Document passage
2) I didn't see an airflow direction arrow on the fan. After install and before replacing the cover, I powered on the tivo box to verify airflow direction (fan blows air out of the tivo box).
3) It appears that when the Tivo boot up completes, the fan throttles down (?reduced voltage?). So at first, the fan blew a steady stream of air at a moderate noise level. After a few minutes, the fan slowed down, the noise was much reduced, and so was the airflow. While the specs for the fan are useful to compare it to the OE model, those specs don't tell you much about airflow/noise in actual use in the Tivo box.
4) the original Tivo fan has two wires (red and black). The Evercool has three wires--red/black/yellow. also, the original Tivo fan has a molded 2 wire plastic connector and the Evercool has a slightly differently shaped 3 wire plastic connector. I was VERY careful to connect the Evercool wires so that the red and black wires were connected to the same pins as the red/black wires of the original fan. The yellow wire was not connected to anything. The Evercool plastic connector fit w/o problem. I experienced no problems related to the wiring/connectors.


----------



## unitron

e_identity said:


> Recently, the fan in my Premiere box became much louder.
> I replaced it with an EVERCOOL FAN-EC5020M12CA
> A few notes:
> 1) I reused the original tivo fan screws. They did not seem to bite very securely into the Evercool fan housing, but I tightened them till they started to spin, and that seems to be enough to hold the fan securely in place. No vibration or noise detected.
> 2) I didn't see an airflow direction arrow on the fan. After install and before replacing the cover, I powered on the tivo box to verify airflow direction (fan blows air out of the tivo box).
> 3) It appears that when the Tivo boot up completes, the fan throttles down (?reduced voltage?). So at first, the fan blew a steady stream of air at a moderate noise level. After a few minutes, the fan slowed down, the noise was much reduced, and so was the airflow. While the specs for the fan are useful to compare it to the OE model, those specs don't tell you much about airflow/noise in actual use in the Tivo box.
> 4) the original Tivo fan has two wires (red and black). The Evercool has three wires--red/black/yellow. also, the original Tivo fan has a molded 2 wire plastic connector and the Evercool has a slightly differently shaped 3 wire plastic connector. I was VERY careful to connect the Evercool wires so that the red and black wires were connected to the same pins as the red/black wires of the original fan. The yellow wire was not connected to anything. The Evercool plastic connector fit w/o problem. I experienced no problems related to the wiring/connectors.

The data
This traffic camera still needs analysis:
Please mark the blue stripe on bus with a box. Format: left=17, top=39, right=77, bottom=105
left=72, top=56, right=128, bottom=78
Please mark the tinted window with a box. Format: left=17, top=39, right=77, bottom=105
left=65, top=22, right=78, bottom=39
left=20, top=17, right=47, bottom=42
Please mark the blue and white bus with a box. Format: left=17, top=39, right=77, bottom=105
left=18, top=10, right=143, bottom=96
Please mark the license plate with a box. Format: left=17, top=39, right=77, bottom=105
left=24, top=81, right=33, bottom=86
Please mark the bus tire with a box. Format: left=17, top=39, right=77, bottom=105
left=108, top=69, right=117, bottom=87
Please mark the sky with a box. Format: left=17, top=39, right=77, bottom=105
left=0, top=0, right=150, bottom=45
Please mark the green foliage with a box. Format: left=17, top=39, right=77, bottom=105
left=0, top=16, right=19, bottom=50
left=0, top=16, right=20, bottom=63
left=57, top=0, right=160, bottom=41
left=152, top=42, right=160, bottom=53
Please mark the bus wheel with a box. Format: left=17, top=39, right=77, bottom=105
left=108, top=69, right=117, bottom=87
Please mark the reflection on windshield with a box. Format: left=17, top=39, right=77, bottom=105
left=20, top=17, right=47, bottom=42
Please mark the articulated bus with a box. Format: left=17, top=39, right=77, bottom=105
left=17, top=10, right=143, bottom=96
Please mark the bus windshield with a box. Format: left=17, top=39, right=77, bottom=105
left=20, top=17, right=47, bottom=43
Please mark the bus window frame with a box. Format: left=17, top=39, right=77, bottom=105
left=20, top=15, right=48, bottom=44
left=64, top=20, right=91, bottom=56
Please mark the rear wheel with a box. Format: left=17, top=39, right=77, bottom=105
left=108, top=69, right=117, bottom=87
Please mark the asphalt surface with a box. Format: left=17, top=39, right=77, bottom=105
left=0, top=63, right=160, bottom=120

To do
a) Copy the records word for word, from the start of the records through the line containing "left=20, top=17, right=47, bottom=43", inclusive of both ends.
b) Extend the forum thread about replacing a TiVo Premiere fan, picking up right after its last sentence.

Results for each task
a)
This traffic camera still needs analysis:
Please mark the blue stripe on bus with a box. Format: left=17, top=39, right=77, bottom=105
left=72, top=56, right=128, bottom=78
Please mark the tinted window with a box. Format: left=17, top=39, right=77, bottom=105
left=65, top=22, right=78, bottom=39
left=20, top=17, right=47, bottom=42
Please mark the blue and white bus with a box. Format: left=17, top=39, right=77, bottom=105
left=18, top=10, right=143, bottom=96
Please mark the license plate with a box. Format: left=17, top=39, right=77, bottom=105
left=24, top=81, right=33, bottom=86
Please mark the bus tire with a box. Format: left=17, top=39, right=77, bottom=105
left=108, top=69, right=117, bottom=87
Please mark the sky with a box. Format: left=17, top=39, right=77, bottom=105
left=0, top=0, right=150, bottom=45
Please mark the green foliage with a box. Format: left=17, top=39, right=77, bottom=105
left=0, top=16, right=19, bottom=50
left=0, top=16, right=20, bottom=63
left=57, top=0, right=160, bottom=41
left=152, top=42, right=160, bottom=53
Please mark the bus wheel with a box. Format: left=17, top=39, right=77, bottom=105
left=108, top=69, right=117, bottom=87
Please mark the reflection on windshield with a box. Format: left=17, top=39, right=77, bottom=105
left=20, top=17, right=47, bottom=42
Please mark the articulated bus with a box. Format: left=17, top=39, right=77, bottom=105
left=17, top=10, right=143, bottom=96
Please mark the bus windshield with a box. Format: left=17, top=39, right=77, bottom=105
left=20, top=17, right=47, bottom=43

b)
Those fans always blow toward the non-blade side of the assembly, the side where the sticker is that you lift to re-lube the axle/shaft.


----------



## LoneWolf15

I have tried two fans this week: The Sunon KDE1205PHV2-3, and the Evercool EC5015M12CA that others have mentioned here.

I cannot recommend the Sunon to anyone based on my experiences. I had hoped for better, as the Sunon is a maglev design, which is usually a long-life design My fan's startup voltage appeared weak; I had to manually spin it the first time for it to turn. Once it did, I found its airflow to be extremely low, unable to match the Tivo OEM CoFan or the Evercool models. And (as e_identity mentions) since the Tivo Premiere turns its fan speeds down after booting, the possibility exists for the fan to stop and not start back up.

The Evercool is running well so far, similar to others experiences here. I would have liked to try some of the Delta 50x50x15mm fans as well, but they're harder to source.


----------



## unitron

LoneWolf15 said:


> I have tried two fans this week: The Sunon KDE1205PHV2-3, and the Evercool EC5015M12CA that others have mentioned here.
> 
> I cannot recommend the Sunon to anyone based on my experiences. I had hoped for better, as the Sunon is a maglev design, which is usually a long-life design My fan's startup voltage appeared weak; I had to manually spin it the first time for it to turn. Once it did, I found its airflow to be extremely low, unable to match the Tivo OEM CoFan or the Evercool models. And (as e_identity mentions) since the Tivo Premiere turns its fan speeds down after booting, the possibility exists for the fan to stop and not start back up.
> 
> The Evercool is running well so far, similar to others experiences here. I would have liked to try some of the Delta 50x50x15mm fans as well, but they're harder to source.


While sorting through emails notifying me of posts I spotted something in yours I missed the first time.

The way TiVos vary fan speeds is not by changing the voltage that pushes current through the fan, it's by changing how long it turns on full voltage relative to how long it leaves it off.

It's called pulse-width-modulation, or PWM.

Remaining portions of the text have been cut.